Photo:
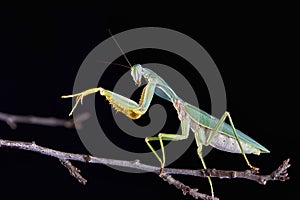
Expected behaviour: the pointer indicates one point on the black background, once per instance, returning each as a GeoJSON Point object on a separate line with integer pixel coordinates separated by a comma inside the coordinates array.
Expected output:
{"type": "Point", "coordinates": [43, 46]}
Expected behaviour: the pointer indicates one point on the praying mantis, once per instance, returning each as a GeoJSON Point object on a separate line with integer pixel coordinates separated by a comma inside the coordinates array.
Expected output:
{"type": "Point", "coordinates": [207, 129]}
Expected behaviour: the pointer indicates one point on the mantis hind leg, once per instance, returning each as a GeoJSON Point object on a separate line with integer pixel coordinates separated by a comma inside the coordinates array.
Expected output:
{"type": "Point", "coordinates": [199, 152]}
{"type": "Point", "coordinates": [185, 128]}
{"type": "Point", "coordinates": [216, 129]}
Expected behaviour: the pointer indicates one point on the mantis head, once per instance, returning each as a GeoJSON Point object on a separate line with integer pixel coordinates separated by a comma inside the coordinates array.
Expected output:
{"type": "Point", "coordinates": [136, 73]}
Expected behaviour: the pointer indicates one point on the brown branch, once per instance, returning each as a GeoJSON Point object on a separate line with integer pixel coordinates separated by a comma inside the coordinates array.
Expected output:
{"type": "Point", "coordinates": [279, 174]}
{"type": "Point", "coordinates": [74, 171]}
{"type": "Point", "coordinates": [12, 120]}
{"type": "Point", "coordinates": [186, 189]}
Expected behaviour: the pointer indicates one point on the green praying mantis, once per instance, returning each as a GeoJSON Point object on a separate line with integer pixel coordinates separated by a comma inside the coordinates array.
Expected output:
{"type": "Point", "coordinates": [208, 130]}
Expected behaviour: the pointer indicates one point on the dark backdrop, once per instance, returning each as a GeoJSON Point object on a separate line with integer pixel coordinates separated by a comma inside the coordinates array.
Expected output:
{"type": "Point", "coordinates": [43, 46]}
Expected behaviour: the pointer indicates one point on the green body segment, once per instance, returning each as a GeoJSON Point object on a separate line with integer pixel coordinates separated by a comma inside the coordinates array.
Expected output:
{"type": "Point", "coordinates": [208, 121]}
{"type": "Point", "coordinates": [199, 116]}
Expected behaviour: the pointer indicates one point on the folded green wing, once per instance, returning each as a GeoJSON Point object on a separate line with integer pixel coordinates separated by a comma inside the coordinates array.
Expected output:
{"type": "Point", "coordinates": [209, 121]}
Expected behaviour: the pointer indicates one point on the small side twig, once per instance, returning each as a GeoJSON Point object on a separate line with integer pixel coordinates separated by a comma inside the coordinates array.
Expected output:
{"type": "Point", "coordinates": [186, 189]}
{"type": "Point", "coordinates": [74, 171]}
{"type": "Point", "coordinates": [279, 174]}
{"type": "Point", "coordinates": [12, 120]}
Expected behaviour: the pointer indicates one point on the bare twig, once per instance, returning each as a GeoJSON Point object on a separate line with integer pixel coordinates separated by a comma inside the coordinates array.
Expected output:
{"type": "Point", "coordinates": [186, 189]}
{"type": "Point", "coordinates": [74, 171]}
{"type": "Point", "coordinates": [12, 120]}
{"type": "Point", "coordinates": [279, 174]}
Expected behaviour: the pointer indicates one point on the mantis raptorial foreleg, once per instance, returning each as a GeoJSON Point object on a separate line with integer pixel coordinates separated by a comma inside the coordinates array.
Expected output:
{"type": "Point", "coordinates": [216, 129]}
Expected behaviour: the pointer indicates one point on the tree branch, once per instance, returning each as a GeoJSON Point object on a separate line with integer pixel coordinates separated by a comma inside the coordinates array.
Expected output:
{"type": "Point", "coordinates": [279, 174]}
{"type": "Point", "coordinates": [12, 120]}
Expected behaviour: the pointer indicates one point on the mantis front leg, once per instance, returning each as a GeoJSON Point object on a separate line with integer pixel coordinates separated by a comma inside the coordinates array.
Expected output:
{"type": "Point", "coordinates": [123, 104]}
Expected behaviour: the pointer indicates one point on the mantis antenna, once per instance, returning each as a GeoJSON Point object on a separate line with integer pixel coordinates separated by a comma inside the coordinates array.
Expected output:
{"type": "Point", "coordinates": [119, 48]}
{"type": "Point", "coordinates": [114, 63]}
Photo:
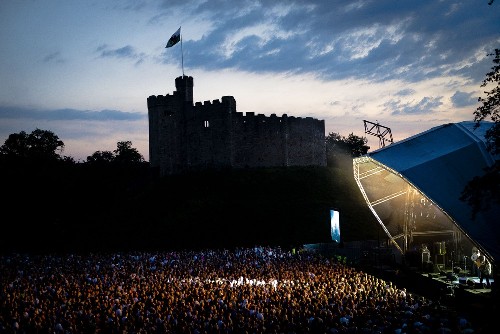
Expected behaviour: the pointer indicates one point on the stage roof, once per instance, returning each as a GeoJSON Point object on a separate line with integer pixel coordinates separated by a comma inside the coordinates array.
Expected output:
{"type": "Point", "coordinates": [440, 162]}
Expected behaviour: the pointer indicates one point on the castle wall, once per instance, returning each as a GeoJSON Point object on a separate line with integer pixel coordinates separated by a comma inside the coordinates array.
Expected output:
{"type": "Point", "coordinates": [213, 134]}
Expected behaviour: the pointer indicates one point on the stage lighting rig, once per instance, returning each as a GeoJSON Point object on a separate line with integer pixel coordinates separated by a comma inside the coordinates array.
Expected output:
{"type": "Point", "coordinates": [382, 132]}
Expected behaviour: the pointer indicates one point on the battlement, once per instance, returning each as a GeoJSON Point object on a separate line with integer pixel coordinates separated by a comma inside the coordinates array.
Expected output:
{"type": "Point", "coordinates": [213, 134]}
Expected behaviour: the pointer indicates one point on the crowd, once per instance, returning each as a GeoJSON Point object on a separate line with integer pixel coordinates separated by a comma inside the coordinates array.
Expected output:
{"type": "Point", "coordinates": [251, 290]}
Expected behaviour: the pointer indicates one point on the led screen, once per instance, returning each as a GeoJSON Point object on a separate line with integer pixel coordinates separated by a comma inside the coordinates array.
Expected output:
{"type": "Point", "coordinates": [334, 225]}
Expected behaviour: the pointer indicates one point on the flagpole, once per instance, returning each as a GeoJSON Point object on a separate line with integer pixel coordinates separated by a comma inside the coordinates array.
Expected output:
{"type": "Point", "coordinates": [182, 58]}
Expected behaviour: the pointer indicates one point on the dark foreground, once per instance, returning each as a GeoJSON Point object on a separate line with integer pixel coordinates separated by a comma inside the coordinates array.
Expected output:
{"type": "Point", "coordinates": [244, 290]}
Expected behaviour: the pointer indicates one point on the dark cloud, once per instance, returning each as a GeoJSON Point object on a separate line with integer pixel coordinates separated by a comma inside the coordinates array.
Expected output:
{"type": "Point", "coordinates": [462, 99]}
{"type": "Point", "coordinates": [379, 40]}
{"type": "Point", "coordinates": [68, 114]}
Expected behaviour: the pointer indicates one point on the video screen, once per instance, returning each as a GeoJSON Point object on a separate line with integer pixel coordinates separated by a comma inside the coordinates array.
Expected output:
{"type": "Point", "coordinates": [334, 225]}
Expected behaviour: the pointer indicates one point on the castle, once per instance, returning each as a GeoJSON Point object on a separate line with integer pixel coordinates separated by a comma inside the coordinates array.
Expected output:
{"type": "Point", "coordinates": [212, 135]}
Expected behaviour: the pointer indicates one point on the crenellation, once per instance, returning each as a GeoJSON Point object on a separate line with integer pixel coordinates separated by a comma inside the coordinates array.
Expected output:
{"type": "Point", "coordinates": [213, 134]}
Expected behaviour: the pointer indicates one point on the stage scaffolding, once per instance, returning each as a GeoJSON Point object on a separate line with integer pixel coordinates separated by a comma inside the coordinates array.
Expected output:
{"type": "Point", "coordinates": [411, 220]}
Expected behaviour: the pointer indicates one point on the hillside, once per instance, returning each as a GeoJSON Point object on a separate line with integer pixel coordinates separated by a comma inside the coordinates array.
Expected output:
{"type": "Point", "coordinates": [122, 209]}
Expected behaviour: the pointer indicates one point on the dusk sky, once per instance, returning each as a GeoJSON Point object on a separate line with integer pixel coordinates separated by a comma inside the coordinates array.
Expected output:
{"type": "Point", "coordinates": [84, 69]}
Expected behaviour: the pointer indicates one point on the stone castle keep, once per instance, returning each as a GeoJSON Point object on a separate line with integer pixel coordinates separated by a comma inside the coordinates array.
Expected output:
{"type": "Point", "coordinates": [184, 136]}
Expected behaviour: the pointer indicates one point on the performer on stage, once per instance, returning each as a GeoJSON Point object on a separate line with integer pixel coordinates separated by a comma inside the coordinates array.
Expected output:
{"type": "Point", "coordinates": [484, 270]}
{"type": "Point", "coordinates": [475, 261]}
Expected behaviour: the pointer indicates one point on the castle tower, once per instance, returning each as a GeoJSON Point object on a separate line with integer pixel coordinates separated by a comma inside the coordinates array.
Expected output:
{"type": "Point", "coordinates": [186, 136]}
{"type": "Point", "coordinates": [184, 86]}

┄┄┄┄┄┄┄┄┄┄

Your answer must be the line holding "castle tower, once" and every later line of the entries above, written out exactly, and nothing else.

Response to the task:
Expected behaviour: the pointer indicates one point on the castle tower, once per instance, returning each as a GeoJSON Point object on a separate line with integer pixel coordinates separated by a comma inside the coordinates array.
Expected output:
{"type": "Point", "coordinates": [186, 136]}
{"type": "Point", "coordinates": [184, 86]}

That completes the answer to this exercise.